Description of the task
Swap every "Label" in the lines below for "Mark", and write the lines out again with nothing else changed.

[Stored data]
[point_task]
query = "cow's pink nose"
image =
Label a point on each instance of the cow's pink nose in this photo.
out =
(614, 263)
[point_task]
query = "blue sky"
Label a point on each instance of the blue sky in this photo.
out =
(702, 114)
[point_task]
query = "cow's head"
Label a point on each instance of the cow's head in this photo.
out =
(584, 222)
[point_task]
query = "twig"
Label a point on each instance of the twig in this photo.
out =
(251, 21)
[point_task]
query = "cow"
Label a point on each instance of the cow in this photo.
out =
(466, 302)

Task answer
[point_task]
query = "cow's pink nose"
image =
Mark a point on each instance of the cow's pink nose in this photo.
out =
(614, 263)
[point_task]
query = "blue sky"
Mark a point on each instance of the blue sky in this photo.
out =
(702, 114)
[point_task]
query = "cow's head"
Mark a point on each instance of the cow's head in this photo.
out =
(584, 222)
[point_task]
query = "twig"
Mark a point on each instance of the twig in this photo.
out =
(251, 21)
[point_task]
query = "cow"
Mark a point on each instance of the cow in this photo.
out =
(466, 302)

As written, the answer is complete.